Par Jean-François Vandeuren

Suite au succès planétaire des deux premiers volets de la série Transformers, il était plus qu’évident que la compagnie Hasbro et les studios Paramount finiraient par unir de nouveau leurs forces pour démarrer une nouvelle franchise cinématographique basée sur une autre marque de jouet populaire, et ce, pour le plus grand plaisir des petits et des grands. Mais même s’il aurait sûrement été le candidat idéal pour mener un tel projet à terme vu son amour inconditionnel pour tout ce qui touche de près ou de loin au militarisme, ce n’est pas à Michael Bay que revint la tâche fastidieuse de transposer l’univers de G.I. Joe au grand écran. Les grands honneurs revinrent plutôt à Stephen Sommers, qui avait réussi à faire tourner quelques têtes en 1999 avec un The Mummy somme toute assez efficace avant de perdre une bonne partie de sa crédibilité suite à l’excessif The Mummy Returns et l’insipide Van Helsing. Il faut dire qu’à voir la façon dont la production et la mise en marché du présent effort se sont déroulées, la Paramount avait visiblement beaucoup moins foi en ses soldats à la fine pointe de la technologie que ses robots venus de l’espace. The Rise of Cobra raconte ainsi l’histoire d’un sinistre marchand d’armes qui, après avoir vendu une poignée de missiles révolutionnaires à l'Organisation du Traité de l'Atlantique Nord, fera tout en son pouvoir pour récupérer ceux-ci et mettre en oeuvre son plan diabolique de domination mondiale. Ce dernier sera épaulé dans son délire par un savant fou ayant quelques problèmes de santé, une jolie baronne en costume de cuir, un ninja des plus sadiques, et un groupe de sous-fifres prêts à obéir à n’importe quel ordre. Il en reviendra alors aux membres d’une division secrète de l’armée connue sous le nom de « G.I. Joe » de renverser la vapeur et de sauver le monde.

Entrées provenant d'une source de données
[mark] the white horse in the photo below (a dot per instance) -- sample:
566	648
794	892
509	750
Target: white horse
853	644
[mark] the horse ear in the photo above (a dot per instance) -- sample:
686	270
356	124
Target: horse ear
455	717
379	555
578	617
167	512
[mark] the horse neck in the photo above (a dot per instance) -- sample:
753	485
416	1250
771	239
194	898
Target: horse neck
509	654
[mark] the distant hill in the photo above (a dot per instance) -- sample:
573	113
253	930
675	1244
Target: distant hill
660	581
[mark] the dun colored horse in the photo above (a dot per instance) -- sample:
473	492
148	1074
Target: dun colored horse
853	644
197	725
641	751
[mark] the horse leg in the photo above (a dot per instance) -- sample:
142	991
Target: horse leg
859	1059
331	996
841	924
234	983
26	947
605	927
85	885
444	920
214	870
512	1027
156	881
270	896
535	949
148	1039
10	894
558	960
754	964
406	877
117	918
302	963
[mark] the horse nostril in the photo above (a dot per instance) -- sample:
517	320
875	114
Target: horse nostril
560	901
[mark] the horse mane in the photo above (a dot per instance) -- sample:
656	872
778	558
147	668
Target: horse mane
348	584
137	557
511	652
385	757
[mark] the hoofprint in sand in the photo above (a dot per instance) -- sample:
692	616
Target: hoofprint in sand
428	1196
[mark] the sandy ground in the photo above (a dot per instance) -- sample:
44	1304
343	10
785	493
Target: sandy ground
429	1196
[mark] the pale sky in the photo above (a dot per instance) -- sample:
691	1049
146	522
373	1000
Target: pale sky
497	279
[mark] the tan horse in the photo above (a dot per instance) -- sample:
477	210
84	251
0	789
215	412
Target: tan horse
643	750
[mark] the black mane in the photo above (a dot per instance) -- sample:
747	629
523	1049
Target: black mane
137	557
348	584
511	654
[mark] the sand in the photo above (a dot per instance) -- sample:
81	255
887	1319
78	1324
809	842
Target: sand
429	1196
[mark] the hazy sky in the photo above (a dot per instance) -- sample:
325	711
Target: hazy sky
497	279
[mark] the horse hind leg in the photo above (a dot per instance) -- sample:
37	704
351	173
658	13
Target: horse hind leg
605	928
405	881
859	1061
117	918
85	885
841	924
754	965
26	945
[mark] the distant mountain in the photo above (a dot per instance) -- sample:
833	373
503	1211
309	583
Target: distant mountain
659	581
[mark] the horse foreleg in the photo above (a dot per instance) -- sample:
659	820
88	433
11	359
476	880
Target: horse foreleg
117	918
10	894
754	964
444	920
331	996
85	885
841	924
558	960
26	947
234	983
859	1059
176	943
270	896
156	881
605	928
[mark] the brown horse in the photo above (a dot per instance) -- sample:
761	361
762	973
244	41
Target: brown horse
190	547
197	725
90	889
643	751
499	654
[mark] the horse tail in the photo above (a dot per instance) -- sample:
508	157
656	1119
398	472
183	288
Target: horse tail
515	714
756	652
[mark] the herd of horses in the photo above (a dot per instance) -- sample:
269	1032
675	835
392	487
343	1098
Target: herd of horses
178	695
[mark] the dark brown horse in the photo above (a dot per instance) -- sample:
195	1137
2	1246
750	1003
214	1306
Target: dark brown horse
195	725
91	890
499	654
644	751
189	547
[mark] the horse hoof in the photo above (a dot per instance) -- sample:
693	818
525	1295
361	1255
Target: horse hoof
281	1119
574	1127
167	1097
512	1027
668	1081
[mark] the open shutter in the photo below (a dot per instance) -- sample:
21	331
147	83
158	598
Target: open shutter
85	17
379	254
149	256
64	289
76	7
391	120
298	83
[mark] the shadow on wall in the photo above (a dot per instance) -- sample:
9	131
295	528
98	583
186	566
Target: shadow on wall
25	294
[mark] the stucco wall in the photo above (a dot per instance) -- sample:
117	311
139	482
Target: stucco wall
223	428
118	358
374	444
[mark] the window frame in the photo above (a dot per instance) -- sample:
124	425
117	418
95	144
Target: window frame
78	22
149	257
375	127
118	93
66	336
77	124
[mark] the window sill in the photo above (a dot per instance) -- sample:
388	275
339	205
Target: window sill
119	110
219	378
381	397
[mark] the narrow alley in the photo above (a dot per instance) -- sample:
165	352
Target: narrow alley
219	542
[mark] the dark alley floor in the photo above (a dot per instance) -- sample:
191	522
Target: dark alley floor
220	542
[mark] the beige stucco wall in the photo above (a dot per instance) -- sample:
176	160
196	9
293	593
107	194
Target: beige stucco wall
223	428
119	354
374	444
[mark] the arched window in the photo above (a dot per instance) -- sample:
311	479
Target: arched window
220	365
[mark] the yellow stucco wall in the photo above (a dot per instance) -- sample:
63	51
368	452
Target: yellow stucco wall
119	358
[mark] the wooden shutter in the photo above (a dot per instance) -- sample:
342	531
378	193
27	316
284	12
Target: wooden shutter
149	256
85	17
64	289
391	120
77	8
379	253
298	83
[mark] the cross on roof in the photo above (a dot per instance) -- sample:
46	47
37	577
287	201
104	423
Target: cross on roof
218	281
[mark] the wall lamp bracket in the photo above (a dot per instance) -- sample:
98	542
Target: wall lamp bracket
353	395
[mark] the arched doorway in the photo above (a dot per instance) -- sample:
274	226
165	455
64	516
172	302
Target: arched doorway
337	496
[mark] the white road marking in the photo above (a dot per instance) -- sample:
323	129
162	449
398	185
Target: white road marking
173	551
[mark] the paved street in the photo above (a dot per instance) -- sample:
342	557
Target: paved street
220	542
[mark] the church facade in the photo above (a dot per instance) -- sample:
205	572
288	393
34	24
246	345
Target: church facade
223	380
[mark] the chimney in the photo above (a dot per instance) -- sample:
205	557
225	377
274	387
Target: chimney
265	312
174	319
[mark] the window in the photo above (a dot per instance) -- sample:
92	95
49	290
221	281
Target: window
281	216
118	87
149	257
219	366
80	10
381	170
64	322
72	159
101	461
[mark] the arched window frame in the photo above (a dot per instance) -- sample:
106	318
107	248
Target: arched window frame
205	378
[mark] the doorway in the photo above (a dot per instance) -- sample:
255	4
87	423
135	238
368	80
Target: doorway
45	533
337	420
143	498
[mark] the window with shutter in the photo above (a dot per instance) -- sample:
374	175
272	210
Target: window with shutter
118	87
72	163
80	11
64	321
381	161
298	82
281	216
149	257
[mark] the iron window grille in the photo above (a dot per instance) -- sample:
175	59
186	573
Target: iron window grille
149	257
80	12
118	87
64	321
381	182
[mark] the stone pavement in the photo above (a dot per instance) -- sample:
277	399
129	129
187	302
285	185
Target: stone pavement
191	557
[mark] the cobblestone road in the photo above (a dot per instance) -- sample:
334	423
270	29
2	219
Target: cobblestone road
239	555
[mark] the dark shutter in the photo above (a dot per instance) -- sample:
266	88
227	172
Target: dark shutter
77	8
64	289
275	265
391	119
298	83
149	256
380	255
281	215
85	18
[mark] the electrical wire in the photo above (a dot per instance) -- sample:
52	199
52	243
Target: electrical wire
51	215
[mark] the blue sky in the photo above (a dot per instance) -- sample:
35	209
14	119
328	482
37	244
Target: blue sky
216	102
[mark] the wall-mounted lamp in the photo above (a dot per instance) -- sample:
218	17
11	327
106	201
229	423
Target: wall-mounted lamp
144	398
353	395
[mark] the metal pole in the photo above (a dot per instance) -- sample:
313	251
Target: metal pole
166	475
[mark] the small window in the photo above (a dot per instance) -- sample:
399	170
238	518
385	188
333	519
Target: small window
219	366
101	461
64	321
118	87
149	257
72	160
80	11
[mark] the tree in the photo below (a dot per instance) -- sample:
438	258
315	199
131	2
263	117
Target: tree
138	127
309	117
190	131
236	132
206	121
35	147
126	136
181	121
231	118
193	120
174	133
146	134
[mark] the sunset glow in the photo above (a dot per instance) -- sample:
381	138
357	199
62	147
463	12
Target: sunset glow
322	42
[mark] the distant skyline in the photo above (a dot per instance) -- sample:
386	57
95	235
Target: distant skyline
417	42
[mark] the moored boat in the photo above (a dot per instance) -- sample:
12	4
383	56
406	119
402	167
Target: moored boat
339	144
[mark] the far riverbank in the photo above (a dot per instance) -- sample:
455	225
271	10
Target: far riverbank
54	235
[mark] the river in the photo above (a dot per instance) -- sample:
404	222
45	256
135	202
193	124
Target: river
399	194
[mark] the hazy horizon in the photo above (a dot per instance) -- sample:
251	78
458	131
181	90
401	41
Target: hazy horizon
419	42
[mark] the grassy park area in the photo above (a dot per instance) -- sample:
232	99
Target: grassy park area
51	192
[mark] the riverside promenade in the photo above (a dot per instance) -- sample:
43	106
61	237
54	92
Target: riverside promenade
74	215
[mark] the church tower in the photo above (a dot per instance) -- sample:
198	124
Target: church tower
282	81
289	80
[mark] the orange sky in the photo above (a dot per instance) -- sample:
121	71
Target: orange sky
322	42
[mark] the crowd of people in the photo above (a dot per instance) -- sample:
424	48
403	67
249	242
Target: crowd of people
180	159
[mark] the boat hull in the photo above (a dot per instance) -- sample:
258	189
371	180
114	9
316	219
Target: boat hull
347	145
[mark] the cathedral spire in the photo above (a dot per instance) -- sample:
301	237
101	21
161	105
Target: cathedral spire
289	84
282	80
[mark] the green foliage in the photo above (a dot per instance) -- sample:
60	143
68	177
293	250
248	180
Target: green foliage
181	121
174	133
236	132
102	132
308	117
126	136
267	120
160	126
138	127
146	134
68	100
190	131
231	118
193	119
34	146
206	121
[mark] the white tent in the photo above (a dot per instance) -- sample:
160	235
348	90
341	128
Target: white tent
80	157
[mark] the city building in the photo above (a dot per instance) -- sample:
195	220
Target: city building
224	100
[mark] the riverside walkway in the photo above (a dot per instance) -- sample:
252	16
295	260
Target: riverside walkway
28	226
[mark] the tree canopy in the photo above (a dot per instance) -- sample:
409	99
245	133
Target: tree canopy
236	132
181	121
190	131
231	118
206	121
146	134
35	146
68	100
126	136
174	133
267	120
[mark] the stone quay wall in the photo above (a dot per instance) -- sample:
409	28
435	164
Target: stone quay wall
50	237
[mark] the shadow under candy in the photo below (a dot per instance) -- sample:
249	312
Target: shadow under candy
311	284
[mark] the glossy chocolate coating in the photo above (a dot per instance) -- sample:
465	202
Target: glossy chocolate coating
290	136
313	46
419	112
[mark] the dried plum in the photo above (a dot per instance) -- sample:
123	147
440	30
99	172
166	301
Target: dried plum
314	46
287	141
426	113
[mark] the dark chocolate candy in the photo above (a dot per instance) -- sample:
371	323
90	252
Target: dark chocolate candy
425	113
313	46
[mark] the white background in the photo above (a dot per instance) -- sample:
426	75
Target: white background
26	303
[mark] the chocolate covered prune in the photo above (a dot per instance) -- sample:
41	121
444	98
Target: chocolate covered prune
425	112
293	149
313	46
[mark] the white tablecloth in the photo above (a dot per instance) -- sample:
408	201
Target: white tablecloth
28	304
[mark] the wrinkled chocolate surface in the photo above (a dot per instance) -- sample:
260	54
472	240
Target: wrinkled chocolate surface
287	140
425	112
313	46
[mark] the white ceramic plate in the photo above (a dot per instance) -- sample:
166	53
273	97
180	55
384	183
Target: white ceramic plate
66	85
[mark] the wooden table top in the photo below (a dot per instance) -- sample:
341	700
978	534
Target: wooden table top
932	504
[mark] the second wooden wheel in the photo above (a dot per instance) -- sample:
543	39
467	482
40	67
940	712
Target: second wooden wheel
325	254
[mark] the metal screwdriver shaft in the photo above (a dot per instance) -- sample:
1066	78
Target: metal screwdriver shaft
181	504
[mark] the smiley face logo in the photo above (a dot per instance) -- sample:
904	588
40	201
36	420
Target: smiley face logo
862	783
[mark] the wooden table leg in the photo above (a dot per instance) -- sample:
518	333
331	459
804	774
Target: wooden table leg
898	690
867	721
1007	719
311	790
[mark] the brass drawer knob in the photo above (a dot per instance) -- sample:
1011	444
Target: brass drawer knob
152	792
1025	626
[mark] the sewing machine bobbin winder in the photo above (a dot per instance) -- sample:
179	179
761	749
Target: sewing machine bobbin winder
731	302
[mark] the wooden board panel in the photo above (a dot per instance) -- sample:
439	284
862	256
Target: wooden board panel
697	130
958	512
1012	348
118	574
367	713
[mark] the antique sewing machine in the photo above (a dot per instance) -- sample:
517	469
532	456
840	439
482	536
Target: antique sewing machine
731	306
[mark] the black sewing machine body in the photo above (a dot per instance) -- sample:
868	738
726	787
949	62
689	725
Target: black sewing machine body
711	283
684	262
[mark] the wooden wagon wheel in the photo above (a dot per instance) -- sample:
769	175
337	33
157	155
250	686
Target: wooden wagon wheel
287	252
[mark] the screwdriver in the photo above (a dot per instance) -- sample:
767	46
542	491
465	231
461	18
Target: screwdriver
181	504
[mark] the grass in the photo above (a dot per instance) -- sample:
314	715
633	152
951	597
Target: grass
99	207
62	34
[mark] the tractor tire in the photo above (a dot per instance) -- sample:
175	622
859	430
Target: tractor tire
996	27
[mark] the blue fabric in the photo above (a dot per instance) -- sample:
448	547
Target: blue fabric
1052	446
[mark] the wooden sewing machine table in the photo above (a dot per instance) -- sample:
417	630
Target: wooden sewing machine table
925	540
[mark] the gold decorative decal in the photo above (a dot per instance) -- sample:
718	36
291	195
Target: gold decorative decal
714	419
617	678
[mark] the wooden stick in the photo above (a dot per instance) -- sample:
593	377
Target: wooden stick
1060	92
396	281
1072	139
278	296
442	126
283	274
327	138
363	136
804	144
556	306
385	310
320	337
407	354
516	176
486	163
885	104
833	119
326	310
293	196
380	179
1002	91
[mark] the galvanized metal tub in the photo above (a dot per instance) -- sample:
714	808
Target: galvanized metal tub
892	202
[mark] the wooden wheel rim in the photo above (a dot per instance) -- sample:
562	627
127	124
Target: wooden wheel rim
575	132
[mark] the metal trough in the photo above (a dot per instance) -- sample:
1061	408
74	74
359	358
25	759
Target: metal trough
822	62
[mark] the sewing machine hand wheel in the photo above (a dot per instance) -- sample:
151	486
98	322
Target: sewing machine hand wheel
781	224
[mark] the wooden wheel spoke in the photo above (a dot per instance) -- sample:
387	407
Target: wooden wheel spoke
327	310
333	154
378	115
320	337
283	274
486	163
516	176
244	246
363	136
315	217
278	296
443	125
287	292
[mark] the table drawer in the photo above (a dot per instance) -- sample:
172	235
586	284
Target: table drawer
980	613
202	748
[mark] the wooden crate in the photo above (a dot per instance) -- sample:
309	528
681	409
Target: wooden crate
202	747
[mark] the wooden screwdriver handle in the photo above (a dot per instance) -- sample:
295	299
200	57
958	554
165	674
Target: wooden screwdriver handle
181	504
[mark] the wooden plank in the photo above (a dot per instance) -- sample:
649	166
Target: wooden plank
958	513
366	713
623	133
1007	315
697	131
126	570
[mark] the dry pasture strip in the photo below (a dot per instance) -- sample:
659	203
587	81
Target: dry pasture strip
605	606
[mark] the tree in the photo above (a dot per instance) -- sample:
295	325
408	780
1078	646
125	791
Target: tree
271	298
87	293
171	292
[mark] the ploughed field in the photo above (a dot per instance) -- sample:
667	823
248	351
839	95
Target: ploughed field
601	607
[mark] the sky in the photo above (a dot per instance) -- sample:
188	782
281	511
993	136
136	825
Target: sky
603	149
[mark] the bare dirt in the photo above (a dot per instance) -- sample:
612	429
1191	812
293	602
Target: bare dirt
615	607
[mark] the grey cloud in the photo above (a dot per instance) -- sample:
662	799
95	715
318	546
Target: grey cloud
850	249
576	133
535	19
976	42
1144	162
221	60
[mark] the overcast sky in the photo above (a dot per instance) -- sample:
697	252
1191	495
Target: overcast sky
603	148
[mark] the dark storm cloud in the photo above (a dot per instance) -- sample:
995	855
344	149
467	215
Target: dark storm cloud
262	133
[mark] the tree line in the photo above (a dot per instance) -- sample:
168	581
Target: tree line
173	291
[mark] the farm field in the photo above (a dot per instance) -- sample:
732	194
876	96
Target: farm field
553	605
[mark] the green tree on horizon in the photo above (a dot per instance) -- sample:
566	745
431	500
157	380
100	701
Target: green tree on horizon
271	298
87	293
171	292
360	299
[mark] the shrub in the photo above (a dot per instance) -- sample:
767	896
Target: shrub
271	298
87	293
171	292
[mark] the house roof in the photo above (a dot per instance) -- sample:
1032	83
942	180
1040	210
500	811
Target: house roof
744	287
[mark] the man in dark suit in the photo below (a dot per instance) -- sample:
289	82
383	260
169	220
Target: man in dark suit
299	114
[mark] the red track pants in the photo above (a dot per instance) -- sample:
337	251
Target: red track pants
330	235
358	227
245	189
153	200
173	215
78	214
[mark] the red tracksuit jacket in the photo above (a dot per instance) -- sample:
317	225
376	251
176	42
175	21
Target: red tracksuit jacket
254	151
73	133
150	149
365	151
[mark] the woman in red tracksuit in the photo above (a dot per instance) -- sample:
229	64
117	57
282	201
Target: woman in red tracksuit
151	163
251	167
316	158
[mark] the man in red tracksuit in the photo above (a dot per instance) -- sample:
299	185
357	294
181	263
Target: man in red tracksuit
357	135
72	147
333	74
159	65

◆ CONSIGNE ◆
D'après la page, qui soutient le marchand d'armes dans son délire ? Donnez chacun des alliés mentionnés. Appuyez-vous uniquement sur la page.

◆ RÉPONSE FINALE ◆
- un savant fou ayant quelques problèmes de santé
- une jolie baronne en costume de cuir
- un ninja des plus sadiques
- un groupe de sous-fifres prêts à obéir à n'importe quel ordre